▼

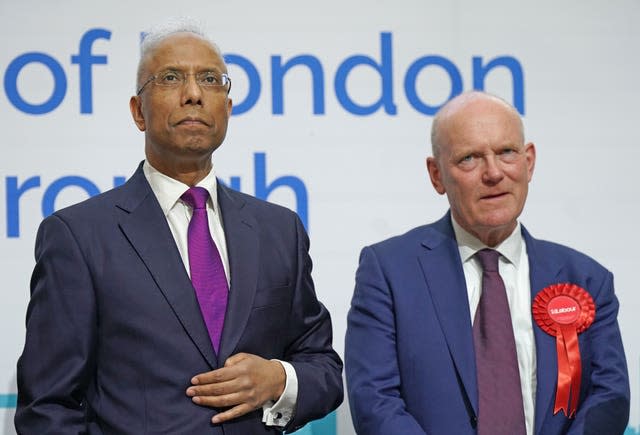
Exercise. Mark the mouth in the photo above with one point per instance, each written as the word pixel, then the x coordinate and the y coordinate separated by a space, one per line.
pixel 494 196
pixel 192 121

▲
▼

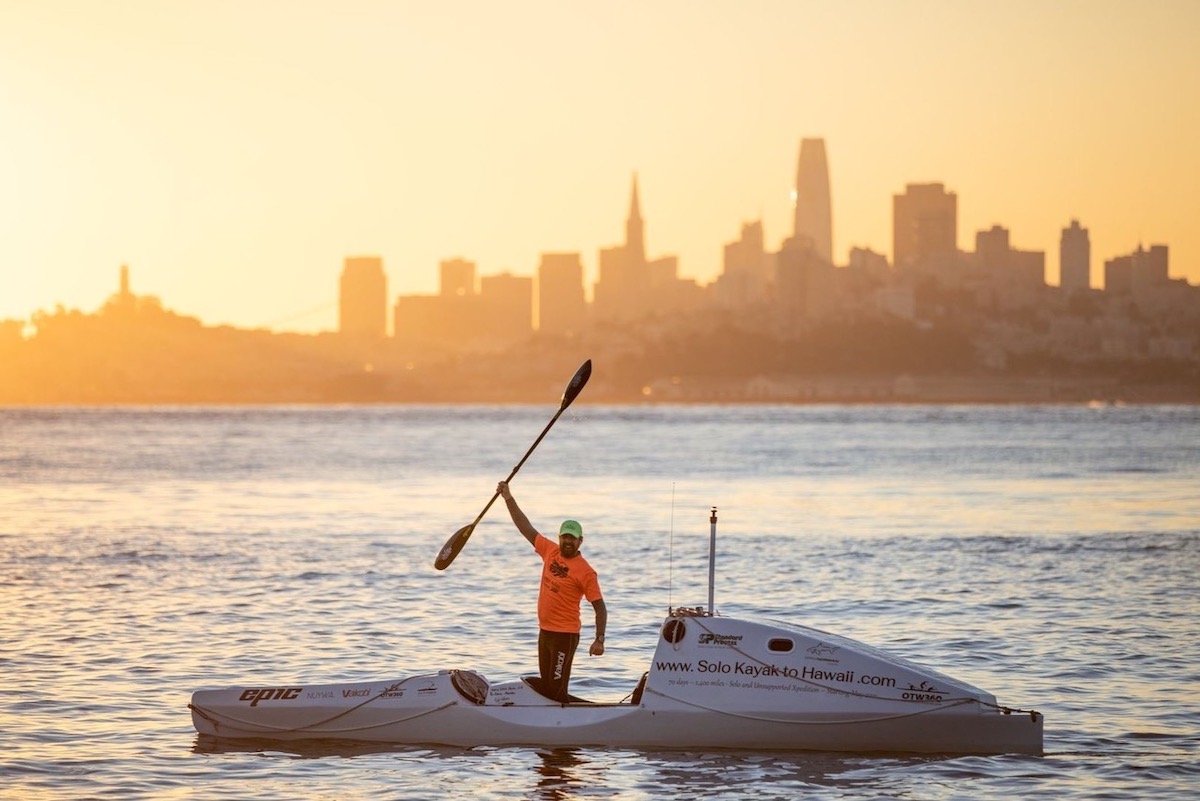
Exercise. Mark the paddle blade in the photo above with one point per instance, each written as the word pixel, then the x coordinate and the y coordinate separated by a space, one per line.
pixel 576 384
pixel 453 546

▲
▼

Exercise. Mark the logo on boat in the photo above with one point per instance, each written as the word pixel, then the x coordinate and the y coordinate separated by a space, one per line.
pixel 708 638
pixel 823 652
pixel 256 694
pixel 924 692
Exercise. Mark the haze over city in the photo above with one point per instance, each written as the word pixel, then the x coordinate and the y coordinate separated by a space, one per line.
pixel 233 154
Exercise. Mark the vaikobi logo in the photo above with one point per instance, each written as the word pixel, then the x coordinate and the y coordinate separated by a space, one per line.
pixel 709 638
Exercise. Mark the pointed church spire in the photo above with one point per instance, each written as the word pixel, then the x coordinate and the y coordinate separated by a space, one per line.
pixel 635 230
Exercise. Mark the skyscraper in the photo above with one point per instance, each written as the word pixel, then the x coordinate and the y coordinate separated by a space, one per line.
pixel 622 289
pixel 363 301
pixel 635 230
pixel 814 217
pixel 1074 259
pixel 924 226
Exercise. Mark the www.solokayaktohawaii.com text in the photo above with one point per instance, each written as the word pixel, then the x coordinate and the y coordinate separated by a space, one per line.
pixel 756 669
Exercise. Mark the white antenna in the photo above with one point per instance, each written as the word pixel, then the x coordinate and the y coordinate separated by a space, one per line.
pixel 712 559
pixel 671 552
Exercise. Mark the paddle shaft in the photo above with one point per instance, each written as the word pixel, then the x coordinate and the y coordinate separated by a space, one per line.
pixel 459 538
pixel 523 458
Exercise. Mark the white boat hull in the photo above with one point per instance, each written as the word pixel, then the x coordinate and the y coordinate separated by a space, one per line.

▲

What you should do>
Please write the lines from the one containing "Exercise. Mark the mouth" through the one containing "pixel 192 121" as a JSON list of strings, one string per line, skipping any blank lines.

Correct output>
[
  "Exercise. Mark the mouth in the photo above with one point per instance, each written as the word pixel, then the x coordinate and the y coordinate separated by a space, one per line.",
  "pixel 494 196",
  "pixel 192 121"
]